- [Extract]
The perfect book to read after becoming frustrated with the cultural apathy of your friends/lovers/politicians:

A Report on the Afterlife of Culture by Stephen Henighan (Biblioasis)

The noted Geist writer has compiled a nice little bundle of rants, many of which are not attacks on Margaret Atwood, for which he seems to be most famous. If you are one of those people who can read non-fiction in the summer, please attempt this much-needed critique of Canadian culture. Then maybe we can all get together as Canadians and agree to start having more fun, instead of writing books about vast fields of snow and falling in love with animals.

The perfect books to read while that summer peace rally is milling around downtown streets:

Ghost Wars: The Secret History of the CIA, Afghanistan, and Bin Laden, from the Soviet Invasion to September 10, 2001 by Steve Coll (Penguin Books)

- [Information shown]
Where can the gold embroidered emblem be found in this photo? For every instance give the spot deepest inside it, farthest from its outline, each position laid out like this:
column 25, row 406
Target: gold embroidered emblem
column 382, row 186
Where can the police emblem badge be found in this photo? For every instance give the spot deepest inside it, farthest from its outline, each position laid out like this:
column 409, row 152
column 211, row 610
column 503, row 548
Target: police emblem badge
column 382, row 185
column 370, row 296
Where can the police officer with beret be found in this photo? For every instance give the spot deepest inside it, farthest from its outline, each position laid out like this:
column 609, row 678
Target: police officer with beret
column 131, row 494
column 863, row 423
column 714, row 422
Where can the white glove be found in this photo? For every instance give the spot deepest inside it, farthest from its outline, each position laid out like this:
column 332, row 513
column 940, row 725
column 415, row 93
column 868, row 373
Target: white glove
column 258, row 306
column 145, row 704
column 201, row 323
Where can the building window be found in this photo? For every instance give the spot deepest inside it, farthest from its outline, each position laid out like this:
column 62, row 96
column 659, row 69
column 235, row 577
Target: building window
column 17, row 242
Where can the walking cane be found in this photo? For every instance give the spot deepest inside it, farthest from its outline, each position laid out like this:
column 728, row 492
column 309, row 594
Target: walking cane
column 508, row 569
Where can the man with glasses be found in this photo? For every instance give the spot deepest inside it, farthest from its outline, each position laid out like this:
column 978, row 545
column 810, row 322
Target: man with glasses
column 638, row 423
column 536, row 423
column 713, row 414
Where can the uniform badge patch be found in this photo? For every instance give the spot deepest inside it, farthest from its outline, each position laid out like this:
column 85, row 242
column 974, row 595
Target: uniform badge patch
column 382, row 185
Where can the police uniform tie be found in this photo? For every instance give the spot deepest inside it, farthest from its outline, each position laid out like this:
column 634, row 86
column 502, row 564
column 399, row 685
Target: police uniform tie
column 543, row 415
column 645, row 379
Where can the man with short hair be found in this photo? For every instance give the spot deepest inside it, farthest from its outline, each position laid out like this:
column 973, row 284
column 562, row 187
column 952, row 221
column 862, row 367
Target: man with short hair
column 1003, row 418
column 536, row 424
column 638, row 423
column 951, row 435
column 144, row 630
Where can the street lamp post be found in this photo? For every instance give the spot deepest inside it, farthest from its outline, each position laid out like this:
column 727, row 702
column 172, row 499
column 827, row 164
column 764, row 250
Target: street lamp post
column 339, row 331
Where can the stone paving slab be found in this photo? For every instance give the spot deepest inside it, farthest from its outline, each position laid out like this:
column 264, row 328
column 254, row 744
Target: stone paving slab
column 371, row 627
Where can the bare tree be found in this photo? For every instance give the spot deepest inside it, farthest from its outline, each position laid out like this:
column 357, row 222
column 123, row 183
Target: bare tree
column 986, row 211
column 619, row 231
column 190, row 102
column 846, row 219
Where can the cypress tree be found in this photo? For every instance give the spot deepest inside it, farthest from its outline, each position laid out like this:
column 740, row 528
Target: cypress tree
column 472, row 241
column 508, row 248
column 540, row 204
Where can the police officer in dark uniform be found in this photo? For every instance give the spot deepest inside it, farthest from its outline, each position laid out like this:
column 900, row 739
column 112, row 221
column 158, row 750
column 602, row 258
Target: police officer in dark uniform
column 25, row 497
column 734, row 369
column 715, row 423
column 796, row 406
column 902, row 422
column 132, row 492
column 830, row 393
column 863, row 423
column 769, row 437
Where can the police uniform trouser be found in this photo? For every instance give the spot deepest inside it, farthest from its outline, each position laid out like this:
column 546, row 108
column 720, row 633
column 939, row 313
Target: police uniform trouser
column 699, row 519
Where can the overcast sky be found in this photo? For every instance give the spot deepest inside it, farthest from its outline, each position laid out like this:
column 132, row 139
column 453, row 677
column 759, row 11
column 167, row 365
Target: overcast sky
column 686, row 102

- [Required actions]
**A.** Which publisher does the summer reading list give for A Report on the Afterlife of Culture?
**B.** Extend the summer reading recommendations from the point where they stop.
The material has no connection to the text.

- [Answers for this exercise]
**A.** Biblioasis

**B.**
This is a necessary read for anyone making a pre-election attempt to sort out the spin and counterspin about the current unpleasantness in Afghanistan, and Canada's perplexing role there. Although Coll, managing editor at the Washington Post, is primarily concerned with the inner workings of American espionage and covert action in this 2004 masterpiece of investigative journalism (and draws on impressively loquacious sources inside U.S., Pakistani and Afghan government and military circles that make Watergate's Deep Throat seem mute in comparison), the context provided could help Canadians trying to understand how we ended up embroiled in fighting what many see now as an American imperial battle. But no matter what the reader's views on Canadian involvement in the Afghan mission, Coll's book delivers an impressive mix of exciting action, taut, cinematic narrative and valuable historic background.

The perfect book to give to your cousin with the tinfoil toque:

Legacy of Ashes: The History of the CIA by Tim Weiner (Doubleday)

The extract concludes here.